▸ **TASK DIRECTIONS**
Copy the data that follows, exactly and completely.

▸ **DATA**
%%

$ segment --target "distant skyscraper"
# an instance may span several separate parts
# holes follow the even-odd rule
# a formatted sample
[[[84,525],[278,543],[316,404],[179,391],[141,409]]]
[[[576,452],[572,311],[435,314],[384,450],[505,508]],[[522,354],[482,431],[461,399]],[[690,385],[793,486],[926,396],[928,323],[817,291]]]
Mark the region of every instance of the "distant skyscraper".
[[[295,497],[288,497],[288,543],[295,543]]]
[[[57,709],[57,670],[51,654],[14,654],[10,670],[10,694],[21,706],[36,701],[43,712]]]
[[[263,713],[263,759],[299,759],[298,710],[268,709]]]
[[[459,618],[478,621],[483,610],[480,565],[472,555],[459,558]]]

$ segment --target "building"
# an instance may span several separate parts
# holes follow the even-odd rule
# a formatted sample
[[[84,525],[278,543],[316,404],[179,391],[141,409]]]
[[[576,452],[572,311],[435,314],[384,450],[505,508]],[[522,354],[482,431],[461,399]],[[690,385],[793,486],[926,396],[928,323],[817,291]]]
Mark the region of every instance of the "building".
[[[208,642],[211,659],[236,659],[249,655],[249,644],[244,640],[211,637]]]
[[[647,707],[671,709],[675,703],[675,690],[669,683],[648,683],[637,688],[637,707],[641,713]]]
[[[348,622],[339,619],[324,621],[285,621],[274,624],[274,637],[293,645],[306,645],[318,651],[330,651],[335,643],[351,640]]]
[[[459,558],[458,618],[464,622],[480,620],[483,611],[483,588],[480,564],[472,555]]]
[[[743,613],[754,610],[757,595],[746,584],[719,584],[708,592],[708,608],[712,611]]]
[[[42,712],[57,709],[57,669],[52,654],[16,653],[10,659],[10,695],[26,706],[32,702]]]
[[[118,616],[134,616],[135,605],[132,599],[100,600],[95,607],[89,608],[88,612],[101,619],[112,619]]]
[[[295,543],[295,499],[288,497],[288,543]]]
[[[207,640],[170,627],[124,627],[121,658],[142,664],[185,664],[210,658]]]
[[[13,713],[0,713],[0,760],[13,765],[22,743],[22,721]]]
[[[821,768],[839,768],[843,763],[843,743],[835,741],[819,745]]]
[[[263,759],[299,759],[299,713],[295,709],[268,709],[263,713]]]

%%

▸ **OUTPUT FOR THIS EXERCISE**
$ segment --target "distant skyscraper"
# an instance may span several separate parts
# holes follow the even-odd rule
# a formatted sample
[[[84,525],[278,543],[316,404],[179,391],[141,409]]]
[[[576,452],[572,311],[435,314],[384,450],[505,508]],[[522,354],[482,431],[461,399]],[[690,385],[793,486],[926,396],[928,323],[817,291]]]
Mark the region of every instance of the "distant skyscraper".
[[[295,497],[288,497],[288,543],[295,543]]]
[[[57,709],[57,670],[51,654],[14,654],[10,670],[10,694],[21,706],[36,701],[43,712]]]
[[[263,713],[263,759],[299,759],[298,710],[268,709]]]
[[[459,618],[478,621],[483,610],[480,565],[472,555],[459,558]]]

$ segment --target "building"
# an instance may span several separate parts
# holes follow the even-odd rule
# a formatted sample
[[[84,525],[278,543],[316,404],[179,391],[141,409]]]
[[[576,452],[572,311],[435,314],[384,450],[505,508]],[[522,354],[482,431],[461,399]],[[690,385],[793,486],[926,396],[928,323],[817,291]]]
Mark the region of every instance of the "building".
[[[208,642],[211,659],[236,659],[249,655],[249,644],[244,640],[211,637]]]
[[[647,707],[671,709],[675,703],[675,690],[669,683],[648,683],[637,688],[637,707],[641,713]]]
[[[348,622],[339,619],[324,621],[285,621],[274,624],[274,637],[293,645],[306,645],[318,651],[330,651],[335,643],[351,640]]]
[[[459,558],[458,618],[464,622],[480,620],[483,611],[483,588],[480,564],[472,555]]]
[[[743,613],[754,610],[757,595],[746,584],[719,584],[708,592],[708,608],[712,611]]]
[[[42,712],[57,709],[57,669],[52,654],[16,653],[10,659],[10,695],[26,706],[32,702]]]
[[[118,616],[134,616],[135,605],[132,599],[100,600],[95,607],[89,608],[88,612],[101,619],[112,619]]]
[[[295,543],[295,499],[288,497],[288,543]]]
[[[207,640],[170,627],[124,627],[121,658],[142,664],[185,664],[210,658]]]
[[[13,713],[0,713],[0,760],[13,765],[22,743],[22,721]]]
[[[821,768],[839,768],[843,763],[843,743],[835,741],[819,745]]]
[[[263,759],[299,759],[299,713],[295,709],[268,709],[263,713]]]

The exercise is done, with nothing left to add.